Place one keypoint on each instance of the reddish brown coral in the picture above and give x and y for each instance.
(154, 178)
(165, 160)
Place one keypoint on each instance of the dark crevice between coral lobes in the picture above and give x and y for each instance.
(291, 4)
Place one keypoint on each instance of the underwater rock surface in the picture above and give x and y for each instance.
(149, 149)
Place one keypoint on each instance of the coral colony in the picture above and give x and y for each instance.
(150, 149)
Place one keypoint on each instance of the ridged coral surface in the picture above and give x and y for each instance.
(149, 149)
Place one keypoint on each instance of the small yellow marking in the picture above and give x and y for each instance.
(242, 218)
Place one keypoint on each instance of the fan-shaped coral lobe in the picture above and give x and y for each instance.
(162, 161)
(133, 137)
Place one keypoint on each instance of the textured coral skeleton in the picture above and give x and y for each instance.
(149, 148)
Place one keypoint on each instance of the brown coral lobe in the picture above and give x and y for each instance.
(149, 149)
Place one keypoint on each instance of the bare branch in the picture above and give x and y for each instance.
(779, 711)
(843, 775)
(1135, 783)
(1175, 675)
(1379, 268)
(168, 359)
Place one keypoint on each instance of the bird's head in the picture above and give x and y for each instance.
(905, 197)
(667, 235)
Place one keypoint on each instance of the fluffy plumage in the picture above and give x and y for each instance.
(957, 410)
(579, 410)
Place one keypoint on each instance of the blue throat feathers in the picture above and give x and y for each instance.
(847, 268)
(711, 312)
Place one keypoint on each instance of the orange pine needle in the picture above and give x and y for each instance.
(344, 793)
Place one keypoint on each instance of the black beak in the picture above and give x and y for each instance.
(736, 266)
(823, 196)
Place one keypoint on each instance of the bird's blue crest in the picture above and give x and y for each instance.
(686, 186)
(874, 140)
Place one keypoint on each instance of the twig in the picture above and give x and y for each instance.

[About this task]
Having read the records, return each one exactly.

[The completed task]
Place one keypoint on each instance of the reddish brown coral in the picture above and give x and y for each instance.
(154, 178)
(165, 160)
Place one keypoint on each instance of the dark crevice between coral lobes in the picture above and give x and y for each instance.
(291, 4)
Place one keypoint on each instance of the underwater rock surface in the picture above and give x and y for each instance.
(149, 149)
Place one keypoint on each instance of the coral colony in the picture above and give x and y for each instance.
(150, 149)
Place one keypoint on each instance of the ridged coral surface in the picture above and give x and y for each instance.
(149, 149)
Place one keypoint on each instance of the small yellow marking in the picture above and give x and y for each instance.
(242, 218)
Place one keypoint on each instance of the fan-shaped coral lobe in the picture above and give x and y for each instance.
(162, 161)
(133, 137)
Place one keypoint on each instance of the textured coral skeleton in the picture above and give x and y for each instance.
(149, 148)
Place one keypoint on each instance of the brown coral lobe in the picture above and give x and y for each instance.
(149, 149)
Place one keypoint on each instance of the bare branch in the picture above and give x and y for each instance.
(779, 711)
(843, 775)
(1135, 783)
(1175, 675)
(1379, 268)
(168, 359)
Place one keypoint on each instance of the bird's head in the picture above and give x and y for each instance.
(905, 197)
(667, 235)
Place one keypoint on each instance of the fluffy plumage in the picture above and give x and y for each instance.
(957, 410)
(579, 410)
Place one keypoint on each instance of the blue throat feathers in the picture above and give x and y for each instance.
(847, 268)
(711, 312)
Place one keypoint on each instance of the orange pine needle in the picture above and give x and y for each instance.
(344, 793)
Place one keypoint on each instance of the black beak in the picture above and give x and y for each instance.
(736, 266)
(823, 196)
Place one keypoint on each instance of the bird's blue crest in the picture above and give x and y for each instance.
(686, 186)
(874, 140)
Place one keypoint on each instance of the twig in the picture above and give x and y for each instance.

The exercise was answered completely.